- _ARBEITSAUFTRAG_: Entnimm den Interviewauszug über die Lage in Puerto Rico vollständig und Wort für Wort.

- _AUSGEWÄHLTER ABSCHNITT_:
Tageblatt: Sie leben seit einiger Zeit in Puerto Rico. Über Facebook versenden Sie Botschaften, dass die Situation – auch zwei Monate nach den Stürmen – immer noch katastrophal ist …

Thoma Reavis

Thoma Reavis: Ja, das stimmt. Dass ich derzeit Stromzugang habe, liegt nur daran, dass ich bei Bekannten in der Ortschaft Luquillo lebe, die neben einer ehemaligen US-Navy-Basis wohnen. Die „Roosevelt Road Naval Base“ hatte zwar 2005 ihre Tore geschlossen, doch von einem Atom-Unterseeboot, das dort steht, werden wir nun mit Strom bedient.

Auf dem Rest der Insel sieht es jedoch düster aus. Die Infrastruktur (Netze und Transformatoren) waren bereits vor den Stürmen in einem schlechten Zustand. Und neben dem Strom ist auch der Zugang zum Internet vielerorts weiterhin nicht vorhanden. Sehr viele Menschen haben in den letzten zwei Monaten zudem ihre Jobs verloren. Es wird geschätzt, dass mehr als 150.000 bereits in die USA ausgewandert sind.

Was bedeutet es, wochenlang ohne Strom zu leben?

(Einträge der Sammlung)

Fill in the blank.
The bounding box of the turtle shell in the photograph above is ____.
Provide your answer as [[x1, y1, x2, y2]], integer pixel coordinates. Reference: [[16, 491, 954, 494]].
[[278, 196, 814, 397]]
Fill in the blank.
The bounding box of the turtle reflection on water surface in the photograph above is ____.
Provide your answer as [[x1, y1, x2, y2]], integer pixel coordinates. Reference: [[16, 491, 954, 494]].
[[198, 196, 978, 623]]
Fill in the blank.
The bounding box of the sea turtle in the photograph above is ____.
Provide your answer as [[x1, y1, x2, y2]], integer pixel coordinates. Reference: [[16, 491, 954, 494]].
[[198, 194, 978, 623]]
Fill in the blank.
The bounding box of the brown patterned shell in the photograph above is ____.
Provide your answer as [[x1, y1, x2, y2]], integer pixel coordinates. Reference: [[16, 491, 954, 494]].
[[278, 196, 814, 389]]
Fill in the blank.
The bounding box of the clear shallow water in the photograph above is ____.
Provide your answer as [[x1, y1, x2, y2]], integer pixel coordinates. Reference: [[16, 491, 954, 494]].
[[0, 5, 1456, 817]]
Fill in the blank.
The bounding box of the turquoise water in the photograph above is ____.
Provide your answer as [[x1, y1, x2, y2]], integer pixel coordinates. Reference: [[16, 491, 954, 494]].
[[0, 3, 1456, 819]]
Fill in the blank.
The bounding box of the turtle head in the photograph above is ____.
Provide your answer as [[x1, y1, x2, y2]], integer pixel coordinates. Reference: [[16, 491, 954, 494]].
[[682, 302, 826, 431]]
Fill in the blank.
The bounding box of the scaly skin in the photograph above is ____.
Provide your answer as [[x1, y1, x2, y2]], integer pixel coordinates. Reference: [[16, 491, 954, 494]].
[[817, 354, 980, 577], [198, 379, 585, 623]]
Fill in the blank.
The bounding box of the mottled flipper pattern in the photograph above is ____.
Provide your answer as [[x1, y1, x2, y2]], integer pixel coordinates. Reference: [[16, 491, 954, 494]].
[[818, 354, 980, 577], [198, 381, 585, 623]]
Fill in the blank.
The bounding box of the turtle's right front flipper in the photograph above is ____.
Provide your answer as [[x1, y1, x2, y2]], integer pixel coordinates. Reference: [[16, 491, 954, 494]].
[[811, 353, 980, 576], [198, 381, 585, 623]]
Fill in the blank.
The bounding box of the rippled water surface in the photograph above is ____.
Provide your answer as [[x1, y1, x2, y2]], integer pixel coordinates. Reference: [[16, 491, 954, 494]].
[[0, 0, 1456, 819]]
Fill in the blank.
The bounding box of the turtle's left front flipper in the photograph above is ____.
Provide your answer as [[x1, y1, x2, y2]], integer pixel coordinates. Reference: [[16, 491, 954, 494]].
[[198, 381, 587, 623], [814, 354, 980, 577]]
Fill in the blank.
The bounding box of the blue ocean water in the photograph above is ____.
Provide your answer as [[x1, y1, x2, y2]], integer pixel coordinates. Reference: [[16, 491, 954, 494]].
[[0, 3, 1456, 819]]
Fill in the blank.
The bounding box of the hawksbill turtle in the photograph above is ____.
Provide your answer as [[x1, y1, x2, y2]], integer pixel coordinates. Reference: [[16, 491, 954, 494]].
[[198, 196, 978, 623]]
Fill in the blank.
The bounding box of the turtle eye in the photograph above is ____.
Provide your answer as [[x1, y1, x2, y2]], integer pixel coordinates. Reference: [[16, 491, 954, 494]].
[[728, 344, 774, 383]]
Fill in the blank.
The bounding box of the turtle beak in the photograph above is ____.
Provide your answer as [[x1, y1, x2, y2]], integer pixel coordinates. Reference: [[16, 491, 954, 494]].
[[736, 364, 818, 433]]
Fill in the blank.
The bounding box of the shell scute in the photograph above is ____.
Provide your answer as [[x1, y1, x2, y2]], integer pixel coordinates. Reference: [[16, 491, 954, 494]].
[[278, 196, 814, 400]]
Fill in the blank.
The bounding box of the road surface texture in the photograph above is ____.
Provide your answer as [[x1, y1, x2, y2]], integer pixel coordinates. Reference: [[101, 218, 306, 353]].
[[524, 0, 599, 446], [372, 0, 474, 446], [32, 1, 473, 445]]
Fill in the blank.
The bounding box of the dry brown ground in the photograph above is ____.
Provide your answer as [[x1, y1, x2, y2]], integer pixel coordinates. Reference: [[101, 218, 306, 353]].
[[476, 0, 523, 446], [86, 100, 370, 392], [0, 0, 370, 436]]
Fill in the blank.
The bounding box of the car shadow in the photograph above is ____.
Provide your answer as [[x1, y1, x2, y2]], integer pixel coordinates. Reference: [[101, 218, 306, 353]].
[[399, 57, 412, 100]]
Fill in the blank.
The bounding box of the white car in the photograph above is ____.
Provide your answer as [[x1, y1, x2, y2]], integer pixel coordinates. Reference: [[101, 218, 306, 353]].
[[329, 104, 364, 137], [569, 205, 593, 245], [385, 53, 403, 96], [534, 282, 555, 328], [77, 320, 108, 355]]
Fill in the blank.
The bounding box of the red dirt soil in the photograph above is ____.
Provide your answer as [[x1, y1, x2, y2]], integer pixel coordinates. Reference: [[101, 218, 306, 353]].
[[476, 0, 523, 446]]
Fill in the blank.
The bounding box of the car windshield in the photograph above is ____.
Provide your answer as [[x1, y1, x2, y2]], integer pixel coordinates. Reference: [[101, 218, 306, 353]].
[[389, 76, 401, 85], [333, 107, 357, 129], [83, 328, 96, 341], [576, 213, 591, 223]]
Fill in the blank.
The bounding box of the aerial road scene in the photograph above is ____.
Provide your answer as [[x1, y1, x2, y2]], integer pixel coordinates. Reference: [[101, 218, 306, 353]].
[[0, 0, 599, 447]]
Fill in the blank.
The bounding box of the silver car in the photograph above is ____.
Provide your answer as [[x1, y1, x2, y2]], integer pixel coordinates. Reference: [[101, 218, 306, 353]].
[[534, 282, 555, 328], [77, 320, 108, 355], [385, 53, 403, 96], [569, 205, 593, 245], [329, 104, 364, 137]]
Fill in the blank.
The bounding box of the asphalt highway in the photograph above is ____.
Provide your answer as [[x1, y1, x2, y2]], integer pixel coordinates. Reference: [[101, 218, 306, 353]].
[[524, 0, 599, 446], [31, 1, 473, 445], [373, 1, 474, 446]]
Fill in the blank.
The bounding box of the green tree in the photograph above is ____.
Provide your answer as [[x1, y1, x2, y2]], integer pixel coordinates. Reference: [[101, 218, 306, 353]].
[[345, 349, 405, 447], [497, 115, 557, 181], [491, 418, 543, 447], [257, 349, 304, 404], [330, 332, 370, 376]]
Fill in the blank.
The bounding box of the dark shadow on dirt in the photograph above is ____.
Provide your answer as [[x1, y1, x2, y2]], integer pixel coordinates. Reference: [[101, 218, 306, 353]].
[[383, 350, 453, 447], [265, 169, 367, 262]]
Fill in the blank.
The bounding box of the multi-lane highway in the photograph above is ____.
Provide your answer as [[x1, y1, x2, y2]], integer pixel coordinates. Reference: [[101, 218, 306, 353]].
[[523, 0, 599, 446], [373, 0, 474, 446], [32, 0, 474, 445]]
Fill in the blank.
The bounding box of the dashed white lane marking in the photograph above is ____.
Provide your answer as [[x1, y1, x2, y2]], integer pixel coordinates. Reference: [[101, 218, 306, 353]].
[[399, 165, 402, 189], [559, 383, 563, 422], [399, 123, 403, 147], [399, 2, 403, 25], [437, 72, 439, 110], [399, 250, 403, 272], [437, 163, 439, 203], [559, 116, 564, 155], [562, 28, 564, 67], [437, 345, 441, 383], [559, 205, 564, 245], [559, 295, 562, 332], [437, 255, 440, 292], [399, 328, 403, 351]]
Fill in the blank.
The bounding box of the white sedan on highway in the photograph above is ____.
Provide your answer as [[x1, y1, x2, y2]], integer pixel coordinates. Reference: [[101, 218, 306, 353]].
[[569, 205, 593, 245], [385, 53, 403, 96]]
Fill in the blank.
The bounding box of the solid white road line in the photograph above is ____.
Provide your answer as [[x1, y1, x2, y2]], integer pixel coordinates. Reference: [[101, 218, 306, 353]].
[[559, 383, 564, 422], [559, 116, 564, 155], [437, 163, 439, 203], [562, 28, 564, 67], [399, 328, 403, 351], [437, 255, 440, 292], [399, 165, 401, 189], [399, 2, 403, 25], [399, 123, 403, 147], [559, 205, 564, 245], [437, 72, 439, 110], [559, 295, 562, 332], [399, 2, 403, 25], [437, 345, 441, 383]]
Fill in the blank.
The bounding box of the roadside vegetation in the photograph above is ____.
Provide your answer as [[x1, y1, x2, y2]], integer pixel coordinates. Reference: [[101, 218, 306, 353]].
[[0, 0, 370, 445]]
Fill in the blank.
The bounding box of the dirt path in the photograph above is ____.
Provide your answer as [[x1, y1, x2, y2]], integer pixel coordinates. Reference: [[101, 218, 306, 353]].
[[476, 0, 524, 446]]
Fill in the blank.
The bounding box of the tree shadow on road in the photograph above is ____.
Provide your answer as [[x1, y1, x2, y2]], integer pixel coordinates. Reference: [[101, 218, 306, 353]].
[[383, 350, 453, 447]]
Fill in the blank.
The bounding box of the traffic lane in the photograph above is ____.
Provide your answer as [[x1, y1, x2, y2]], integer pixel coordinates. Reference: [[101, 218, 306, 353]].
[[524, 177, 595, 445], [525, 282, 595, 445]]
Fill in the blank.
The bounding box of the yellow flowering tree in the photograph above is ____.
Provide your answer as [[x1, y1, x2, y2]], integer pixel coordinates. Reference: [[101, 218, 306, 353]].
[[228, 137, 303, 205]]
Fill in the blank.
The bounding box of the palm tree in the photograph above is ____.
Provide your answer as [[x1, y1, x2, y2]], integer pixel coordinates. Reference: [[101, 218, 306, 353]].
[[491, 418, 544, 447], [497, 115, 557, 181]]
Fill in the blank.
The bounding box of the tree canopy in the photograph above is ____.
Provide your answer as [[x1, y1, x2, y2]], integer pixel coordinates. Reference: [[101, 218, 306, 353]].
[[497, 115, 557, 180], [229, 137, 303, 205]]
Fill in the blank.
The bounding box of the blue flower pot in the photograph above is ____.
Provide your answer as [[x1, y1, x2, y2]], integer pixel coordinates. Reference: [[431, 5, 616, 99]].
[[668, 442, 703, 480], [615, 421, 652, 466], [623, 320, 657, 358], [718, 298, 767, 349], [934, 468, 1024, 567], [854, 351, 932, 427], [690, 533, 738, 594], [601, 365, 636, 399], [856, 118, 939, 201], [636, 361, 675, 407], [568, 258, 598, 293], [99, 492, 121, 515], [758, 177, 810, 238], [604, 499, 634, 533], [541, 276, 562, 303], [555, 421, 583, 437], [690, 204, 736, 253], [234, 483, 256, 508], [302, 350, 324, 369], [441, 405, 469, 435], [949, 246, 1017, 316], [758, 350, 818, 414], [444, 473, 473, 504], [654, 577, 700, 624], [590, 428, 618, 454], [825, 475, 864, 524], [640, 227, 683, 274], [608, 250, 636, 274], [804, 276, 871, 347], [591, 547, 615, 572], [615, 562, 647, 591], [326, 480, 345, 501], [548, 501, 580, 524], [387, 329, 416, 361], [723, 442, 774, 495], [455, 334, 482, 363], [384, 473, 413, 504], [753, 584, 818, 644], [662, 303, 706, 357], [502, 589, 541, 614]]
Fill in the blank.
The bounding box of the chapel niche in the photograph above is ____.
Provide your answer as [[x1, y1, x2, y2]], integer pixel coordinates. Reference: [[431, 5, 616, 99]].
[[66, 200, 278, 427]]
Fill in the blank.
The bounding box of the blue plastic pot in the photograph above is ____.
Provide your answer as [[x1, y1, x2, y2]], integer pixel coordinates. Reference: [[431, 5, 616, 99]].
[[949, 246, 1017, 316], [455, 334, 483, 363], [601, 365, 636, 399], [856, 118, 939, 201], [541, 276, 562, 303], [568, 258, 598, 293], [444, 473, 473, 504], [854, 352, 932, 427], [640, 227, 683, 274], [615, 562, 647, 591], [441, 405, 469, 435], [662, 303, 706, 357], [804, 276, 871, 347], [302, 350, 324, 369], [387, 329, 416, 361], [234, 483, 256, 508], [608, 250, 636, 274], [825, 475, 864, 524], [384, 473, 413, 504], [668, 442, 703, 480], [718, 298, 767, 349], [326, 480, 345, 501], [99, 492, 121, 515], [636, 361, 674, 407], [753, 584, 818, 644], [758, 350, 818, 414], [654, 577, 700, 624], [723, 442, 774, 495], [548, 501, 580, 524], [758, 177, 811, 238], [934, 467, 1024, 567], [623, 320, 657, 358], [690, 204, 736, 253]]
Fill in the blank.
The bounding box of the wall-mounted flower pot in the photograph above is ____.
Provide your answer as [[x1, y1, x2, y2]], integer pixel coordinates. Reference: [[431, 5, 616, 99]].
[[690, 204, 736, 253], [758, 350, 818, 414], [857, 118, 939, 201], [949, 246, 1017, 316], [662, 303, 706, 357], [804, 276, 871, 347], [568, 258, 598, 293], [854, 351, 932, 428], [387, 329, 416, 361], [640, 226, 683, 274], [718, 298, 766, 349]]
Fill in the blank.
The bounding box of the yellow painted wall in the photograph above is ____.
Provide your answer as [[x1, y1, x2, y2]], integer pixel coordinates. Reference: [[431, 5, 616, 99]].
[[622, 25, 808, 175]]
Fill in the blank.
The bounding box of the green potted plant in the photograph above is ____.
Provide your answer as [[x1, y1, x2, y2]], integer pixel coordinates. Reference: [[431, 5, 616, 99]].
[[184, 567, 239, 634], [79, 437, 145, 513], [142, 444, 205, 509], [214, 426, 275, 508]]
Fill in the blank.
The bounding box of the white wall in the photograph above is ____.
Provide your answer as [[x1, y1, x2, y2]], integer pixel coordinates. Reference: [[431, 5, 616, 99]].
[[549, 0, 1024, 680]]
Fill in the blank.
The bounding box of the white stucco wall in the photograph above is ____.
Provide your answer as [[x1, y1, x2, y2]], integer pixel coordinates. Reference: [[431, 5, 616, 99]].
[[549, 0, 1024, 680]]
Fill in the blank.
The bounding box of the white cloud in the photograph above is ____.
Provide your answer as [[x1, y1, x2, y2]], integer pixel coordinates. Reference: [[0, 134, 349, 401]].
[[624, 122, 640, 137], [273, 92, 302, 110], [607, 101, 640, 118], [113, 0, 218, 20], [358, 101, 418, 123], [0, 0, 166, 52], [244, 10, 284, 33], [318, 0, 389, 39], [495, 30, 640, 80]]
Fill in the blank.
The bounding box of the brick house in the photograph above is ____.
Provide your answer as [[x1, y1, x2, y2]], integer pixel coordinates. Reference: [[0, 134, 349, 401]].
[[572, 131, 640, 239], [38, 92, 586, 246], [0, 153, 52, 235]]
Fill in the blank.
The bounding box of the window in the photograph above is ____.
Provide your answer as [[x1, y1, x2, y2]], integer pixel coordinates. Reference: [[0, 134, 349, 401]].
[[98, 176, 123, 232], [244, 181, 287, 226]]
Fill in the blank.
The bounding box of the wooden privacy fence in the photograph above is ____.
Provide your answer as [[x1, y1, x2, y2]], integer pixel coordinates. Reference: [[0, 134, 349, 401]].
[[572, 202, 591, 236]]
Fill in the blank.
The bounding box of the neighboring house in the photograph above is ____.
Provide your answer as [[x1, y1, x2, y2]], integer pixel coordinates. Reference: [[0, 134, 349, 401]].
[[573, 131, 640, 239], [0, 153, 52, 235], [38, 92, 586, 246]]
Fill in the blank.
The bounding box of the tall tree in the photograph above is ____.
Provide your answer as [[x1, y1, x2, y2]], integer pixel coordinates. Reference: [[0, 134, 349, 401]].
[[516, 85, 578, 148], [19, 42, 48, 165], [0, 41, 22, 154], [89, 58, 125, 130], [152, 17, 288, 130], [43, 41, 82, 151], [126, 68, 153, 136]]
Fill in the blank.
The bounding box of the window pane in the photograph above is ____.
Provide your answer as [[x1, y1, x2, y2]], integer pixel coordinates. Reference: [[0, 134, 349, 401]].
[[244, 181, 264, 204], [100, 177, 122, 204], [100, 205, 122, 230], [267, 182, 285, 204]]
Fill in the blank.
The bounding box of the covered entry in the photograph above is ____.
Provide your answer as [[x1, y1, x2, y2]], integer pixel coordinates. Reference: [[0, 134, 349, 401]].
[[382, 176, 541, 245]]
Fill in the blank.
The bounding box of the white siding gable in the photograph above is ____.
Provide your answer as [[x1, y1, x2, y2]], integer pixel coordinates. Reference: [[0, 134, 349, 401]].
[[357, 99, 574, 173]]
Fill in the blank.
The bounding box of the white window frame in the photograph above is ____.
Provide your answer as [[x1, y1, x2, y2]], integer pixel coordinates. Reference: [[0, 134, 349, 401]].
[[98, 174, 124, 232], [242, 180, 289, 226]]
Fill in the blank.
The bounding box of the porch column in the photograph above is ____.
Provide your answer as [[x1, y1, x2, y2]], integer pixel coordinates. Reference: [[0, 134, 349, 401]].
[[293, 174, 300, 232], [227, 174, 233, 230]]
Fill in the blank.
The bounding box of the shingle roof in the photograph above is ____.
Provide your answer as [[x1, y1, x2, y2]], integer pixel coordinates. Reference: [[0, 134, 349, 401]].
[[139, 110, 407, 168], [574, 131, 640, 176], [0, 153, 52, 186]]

- _ERGEBNIS_:
Tageblatt: Sie leben seit einiger Zeit in Puerto Rico. Über Facebook versenden Sie Botschaften, dass die Situation – auch zwei Monate nach den Stürmen – immer noch katastrophal ist …

Thoma Reavis

Thoma Reavis: Ja, das stimmt. Dass ich derzeit Stromzugang habe, liegt nur daran, dass ich bei Bekannten in der Ortschaft Luquillo lebe, die neben einer ehemaligen US-Navy-Basis wohnen. Die „Roosevelt Road Naval Base“ hatte zwar 2005 ihre Tore geschlossen, doch von einem Atom-Unterseeboot, das dort steht, werden wir nun mit Strom bedient.

Auf dem Rest der Insel sieht es jedoch düster aus. Die Infrastruktur (Netze und Transformatoren) waren bereits vor den Stürmen in einem schlechten Zustand. Und neben dem Strom ist auch der Zugang zum Internet vielerorts weiterhin nicht vorhanden. Sehr viele Menschen haben in den letzten zwei Monaten zudem ihre Jobs verloren. Es wird geschätzt, dass mehr als 150.000 bereits in die USA ausgewandert sind.

Was bedeutet es, wochenlang ohne Strom zu leben?